Provided material:
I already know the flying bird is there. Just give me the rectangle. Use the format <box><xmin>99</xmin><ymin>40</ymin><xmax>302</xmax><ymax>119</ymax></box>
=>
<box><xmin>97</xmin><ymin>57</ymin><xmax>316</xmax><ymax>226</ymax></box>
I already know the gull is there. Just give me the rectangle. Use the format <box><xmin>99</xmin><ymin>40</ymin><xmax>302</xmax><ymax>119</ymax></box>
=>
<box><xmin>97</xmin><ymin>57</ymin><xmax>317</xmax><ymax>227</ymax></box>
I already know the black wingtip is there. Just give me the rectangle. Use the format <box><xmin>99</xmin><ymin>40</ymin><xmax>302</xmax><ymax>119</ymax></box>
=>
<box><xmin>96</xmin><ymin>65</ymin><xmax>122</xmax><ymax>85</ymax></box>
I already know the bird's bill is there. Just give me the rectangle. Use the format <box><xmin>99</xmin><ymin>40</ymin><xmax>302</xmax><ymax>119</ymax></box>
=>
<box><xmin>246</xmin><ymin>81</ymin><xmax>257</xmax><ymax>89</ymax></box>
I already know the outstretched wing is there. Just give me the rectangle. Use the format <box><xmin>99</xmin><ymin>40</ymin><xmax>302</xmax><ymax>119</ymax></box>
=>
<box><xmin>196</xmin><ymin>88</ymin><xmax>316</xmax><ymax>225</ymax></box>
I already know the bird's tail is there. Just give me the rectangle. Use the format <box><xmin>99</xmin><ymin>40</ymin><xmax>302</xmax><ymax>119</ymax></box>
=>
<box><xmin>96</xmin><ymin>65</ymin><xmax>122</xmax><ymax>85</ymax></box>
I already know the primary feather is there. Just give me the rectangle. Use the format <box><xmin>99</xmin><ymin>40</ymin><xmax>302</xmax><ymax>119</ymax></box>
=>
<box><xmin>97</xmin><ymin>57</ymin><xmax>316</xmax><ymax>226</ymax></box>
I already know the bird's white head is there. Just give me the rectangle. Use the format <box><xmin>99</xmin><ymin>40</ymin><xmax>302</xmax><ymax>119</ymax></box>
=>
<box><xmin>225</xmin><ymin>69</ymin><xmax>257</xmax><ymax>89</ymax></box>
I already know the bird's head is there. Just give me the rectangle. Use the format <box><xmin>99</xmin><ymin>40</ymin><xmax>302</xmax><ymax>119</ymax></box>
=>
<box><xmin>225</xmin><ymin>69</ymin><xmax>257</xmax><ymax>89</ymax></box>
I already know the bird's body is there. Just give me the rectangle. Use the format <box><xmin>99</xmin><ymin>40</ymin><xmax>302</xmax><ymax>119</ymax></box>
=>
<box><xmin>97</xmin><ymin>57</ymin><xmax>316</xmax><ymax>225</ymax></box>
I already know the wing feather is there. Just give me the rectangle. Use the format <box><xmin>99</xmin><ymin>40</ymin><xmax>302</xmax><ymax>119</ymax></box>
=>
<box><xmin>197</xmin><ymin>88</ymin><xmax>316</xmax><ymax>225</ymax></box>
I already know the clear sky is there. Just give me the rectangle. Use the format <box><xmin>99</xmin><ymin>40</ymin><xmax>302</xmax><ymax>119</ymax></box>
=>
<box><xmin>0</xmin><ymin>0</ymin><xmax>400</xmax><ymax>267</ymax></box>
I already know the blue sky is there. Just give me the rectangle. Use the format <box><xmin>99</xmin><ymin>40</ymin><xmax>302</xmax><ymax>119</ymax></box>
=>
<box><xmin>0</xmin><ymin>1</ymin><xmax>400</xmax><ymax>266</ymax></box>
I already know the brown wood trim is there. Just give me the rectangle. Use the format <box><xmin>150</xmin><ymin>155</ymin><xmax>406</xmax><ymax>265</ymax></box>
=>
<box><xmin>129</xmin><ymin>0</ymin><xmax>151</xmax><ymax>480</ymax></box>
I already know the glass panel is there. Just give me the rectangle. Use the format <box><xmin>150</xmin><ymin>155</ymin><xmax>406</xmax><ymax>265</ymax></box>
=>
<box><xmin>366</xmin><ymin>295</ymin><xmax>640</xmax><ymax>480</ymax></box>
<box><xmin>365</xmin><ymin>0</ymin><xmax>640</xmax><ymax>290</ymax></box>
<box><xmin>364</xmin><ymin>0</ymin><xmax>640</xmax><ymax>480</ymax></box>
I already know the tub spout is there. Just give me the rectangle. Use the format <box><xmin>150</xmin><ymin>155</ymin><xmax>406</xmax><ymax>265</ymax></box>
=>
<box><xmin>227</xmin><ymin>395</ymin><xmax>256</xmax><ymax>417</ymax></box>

What needs to be done:
Can you reproduce the listing above with each "rectangle" switched to "bounding box" and everything else left as it is?

Output of the exercise:
I already know the flying bird is there. Just give me the bounding box. Use the format <box><xmin>99</xmin><ymin>40</ymin><xmax>302</xmax><ymax>119</ymax></box>
=>
<box><xmin>97</xmin><ymin>57</ymin><xmax>316</xmax><ymax>226</ymax></box>
I already know the gull is there. Just give me the bounding box. Use the format <box><xmin>99</xmin><ymin>40</ymin><xmax>302</xmax><ymax>119</ymax></box>
=>
<box><xmin>97</xmin><ymin>57</ymin><xmax>317</xmax><ymax>227</ymax></box>
I already know the black wingtip is there. Just give me the bounding box. Use the format <box><xmin>99</xmin><ymin>40</ymin><xmax>302</xmax><ymax>119</ymax></box>
=>
<box><xmin>96</xmin><ymin>65</ymin><xmax>122</xmax><ymax>85</ymax></box>
I already know the bird's bill is there. Just give me the bounding box. Use the format <box><xmin>99</xmin><ymin>40</ymin><xmax>302</xmax><ymax>119</ymax></box>
=>
<box><xmin>246</xmin><ymin>81</ymin><xmax>257</xmax><ymax>89</ymax></box>
I already know the outstretched wing is there. Just give me the bounding box. Use the format <box><xmin>99</xmin><ymin>40</ymin><xmax>302</xmax><ymax>119</ymax></box>
=>
<box><xmin>196</xmin><ymin>88</ymin><xmax>316</xmax><ymax>225</ymax></box>
I already know the bird's tail is there. Just give me the bounding box. Use the format <box><xmin>99</xmin><ymin>40</ymin><xmax>302</xmax><ymax>119</ymax></box>
=>
<box><xmin>96</xmin><ymin>65</ymin><xmax>122</xmax><ymax>85</ymax></box>
I already know the primary feather is there. Just give me the bounding box. Use the format <box><xmin>99</xmin><ymin>40</ymin><xmax>302</xmax><ymax>119</ymax></box>
=>
<box><xmin>97</xmin><ymin>57</ymin><xmax>316</xmax><ymax>226</ymax></box>
I already know the bird's white head is there. Just give me the bounding box. Use the format <box><xmin>99</xmin><ymin>40</ymin><xmax>302</xmax><ymax>119</ymax></box>
=>
<box><xmin>225</xmin><ymin>69</ymin><xmax>257</xmax><ymax>89</ymax></box>
I already know the bird's head is there. Just give me the bounding box. Use the format <box><xmin>99</xmin><ymin>40</ymin><xmax>302</xmax><ymax>119</ymax></box>
=>
<box><xmin>225</xmin><ymin>69</ymin><xmax>257</xmax><ymax>89</ymax></box>
I already know the bird's body is there. Just give me the bounding box. Use the format <box><xmin>99</xmin><ymin>40</ymin><xmax>302</xmax><ymax>119</ymax></box>
=>
<box><xmin>97</xmin><ymin>57</ymin><xmax>316</xmax><ymax>225</ymax></box>
I already know the wing feather is there. Just give me the bounding box. Use the format <box><xmin>99</xmin><ymin>40</ymin><xmax>302</xmax><ymax>119</ymax></box>
=>
<box><xmin>197</xmin><ymin>88</ymin><xmax>316</xmax><ymax>225</ymax></box>
I already know the clear sky is there. Just give me the bounding box. Use the format <box><xmin>99</xmin><ymin>40</ymin><xmax>302</xmax><ymax>119</ymax></box>
=>
<box><xmin>0</xmin><ymin>0</ymin><xmax>400</xmax><ymax>267</ymax></box>
I already know the blue sky is there. Just give me the bounding box. Use the format <box><xmin>99</xmin><ymin>40</ymin><xmax>302</xmax><ymax>119</ymax></box>
=>
<box><xmin>0</xmin><ymin>1</ymin><xmax>400</xmax><ymax>266</ymax></box>
I already know the brown wood trim is there. Just give me the bounding box. Use the format <box><xmin>150</xmin><ymin>155</ymin><xmax>406</xmax><ymax>265</ymax></box>
=>
<box><xmin>129</xmin><ymin>0</ymin><xmax>151</xmax><ymax>480</ymax></box>
I already know the glass panel is there. Just give me the bounding box. Use the format <box><xmin>150</xmin><ymin>155</ymin><xmax>406</xmax><ymax>265</ymax></box>
=>
<box><xmin>366</xmin><ymin>295</ymin><xmax>640</xmax><ymax>480</ymax></box>
<box><xmin>365</xmin><ymin>0</ymin><xmax>640</xmax><ymax>290</ymax></box>
<box><xmin>364</xmin><ymin>0</ymin><xmax>640</xmax><ymax>480</ymax></box>
I already know the tub spout is there. Just give me the bounding box. Use the format <box><xmin>150</xmin><ymin>155</ymin><xmax>406</xmax><ymax>265</ymax></box>
=>
<box><xmin>227</xmin><ymin>395</ymin><xmax>256</xmax><ymax>417</ymax></box>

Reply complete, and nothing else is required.